__WRITTEN REQUEST A__.
For each statement below, say yes or no as to whether the Twitter lawsuit report below agrees with it, and quote the report's deciding words exactly: (i) The lawsuit was filed in the Northern District of California. (ii) Twitter removed the material once the boy and his mother complained. (iii) The videos were viewed 2,200 times.
__WRITTEN REQUEST B__.
Write out the stretch from "A federal lawsuit" through "into producing it." in the Twitter lawsuit report below again, swapping "perverts" for "offenders".
__WRITTEN REQUEST C__.
Pick up the Twitter lawsuit report below after its last sentence and carry it on.

__SUPPLIED PASSAGE__.
§
A federal lawsuit accuses Twitter of receiving, distributing, and profiting from child pornography that perverts and molesters shared with users after they blackmailed a teenager into producing it.
Filed on Wednesday in the Northern District of California, the 79-page lawsuit says perverts represented themselves on Snapchat as a 16-year-old girl and tricked a 13-year-old boy into sending nude photos of himself.
The perverts then threatened to expose the boy if he did not create sex videos. He did so, after which they had free reign to spread the material on Twitter, the lawsuit alleges.
The lawsuit says the social media site refused to remove the material after the boy and his mother complained. Twitter falsely claimed the repellent material did not violate its rules, the lawsuit alleges, and did not remove it until a federal agent inquired about it.
Users retweeted the videos 2,200 times and viewed them 167,000 times.
The Main Charges
Twitter benefitted from sex trafficking, violated its duty to report child sex-abuse material, and received and distributed child porn, the lawsuit alleges.
“Twitter has enabled and profited from CSAM [Child Sexual Abuse Material] on its platform, choosing profits over people, money over the safety of children, and wealth at the expense of human freedom and human dignity,” the lawsuit says:
Twitter is not a passive, inactive, intermediary in the distribution of this harmful material; rather, Twitter has adopted an active role in the dissemination and knowing promotion and distribution of this harmful material. Twitter’s own policies, practices, business model, and technology architecture encourage and profit from the distribution of sexual exploitation material.
The trouble for plaintiff John Doe began in 2017 when he was 13 or 14 and exchanged the photos on Snapchat. After the photo exchange, the blackmail began. The perverts “wanted more sexually graphic pictures and videos of John Doe, and recruited, enticed, threatened and solicited John Doe by telling him that if he did not provide this material the nude pictures of himself that he had already sent would be sent to his parents, coach, pastor, and others in his community.”
§
__PROVIDED DATA__.

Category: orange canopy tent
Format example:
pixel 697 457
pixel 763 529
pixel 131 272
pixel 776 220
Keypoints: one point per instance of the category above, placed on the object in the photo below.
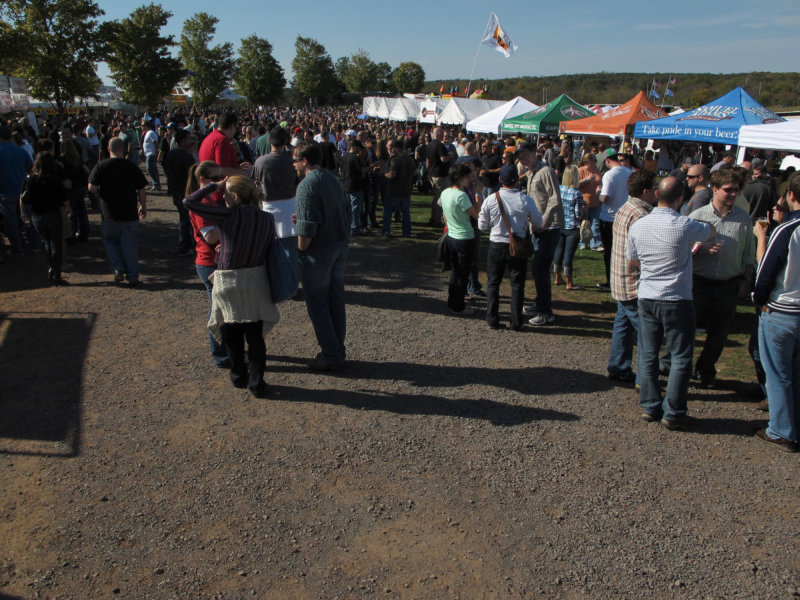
pixel 619 121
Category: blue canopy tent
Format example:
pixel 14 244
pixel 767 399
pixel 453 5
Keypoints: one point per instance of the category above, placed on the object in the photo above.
pixel 716 122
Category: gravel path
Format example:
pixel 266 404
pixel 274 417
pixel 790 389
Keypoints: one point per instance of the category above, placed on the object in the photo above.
§
__WRITTEN RESPONSE A__.
(i) Yes: "Filed on Wednesday in the Northern District of California"
(ii) No: "The lawsuit says the social media site refused to remove the material after the boy and his mother complained."
(iii) No: "Users retweeted the videos 2,200 times and viewed them 167,000 times."

__WRITTEN RESPONSE B__.
A federal lawsuit accuses Twitter of receiving, distributing, and profiting from child pornography that offenders and molesters shared with users after they blackmailed a teenager into producing it.

__WRITTEN RESPONSE C__.
Doe provided photos and videos of himself, and videos of himself with another minor, which are CSAM and child porn.
Doe “resolved to break free from the control of the Traffickers and attempted to block them,” who then messaged him through another account to warn him that he had “made a big mistake.”
Last year, the lawsuit says, John Doe, then 16, learned that perverts had shared the videos on Twitter.
Twitter Punts
When Doe contacted the hate-Trump site last January 21 to demand that it remove the material, the site thanked him for “reaching out,” and asked for identification and other information, presumably to help confirm Doe’s identity and stop the perverts.
The boy contacted the site three times, the lawsuit alleges.
Next day, Doe’s mother, identified as Jane, contacted Twitter twice. A week later, she complained a third time: “You are allowing child pornography to be in your web site for over a week now,” she wrote.
Frighteningly, the lawsuit alleges, Twitter replied this way:
Thanks for reaching out. We’ve reviewed the content, and didn’t find a violation of our policies, so no action will be taken at this time.
If you believe there’s a potential copyright infringement, please start a new report.
John Doe was nonplussed: “What do you mean you don’t see a problem?” he began in another complaint dated January 28:
We both are minors right now and were minors at the time these videos were taken. We both were 13 years of age. We were baited, harassed, and threatened to take these videos that are now being posted without our permission. We did not authorize these videos AT ALL and they need to be taken down.
Twitter, the lawsuit alleges, “ignored John Doe’s final plea.”
Only after Jane Doe contacted the feds did Twitter remove the child porn, purge the perverts, and report to the National Center on Missing and Exploited Children.
Thus, the lawsuit includes these allegations:
- knowingly benefiting from a sex-trafficking venture;
- knowingly ignoring and not reporting child sex-abuse material;
- knowingly receiving and distributing child porn; and
- multiple counts of negligence.
Twitter’s so-called rules that prohibit such material appear verbatim in the lawsuit.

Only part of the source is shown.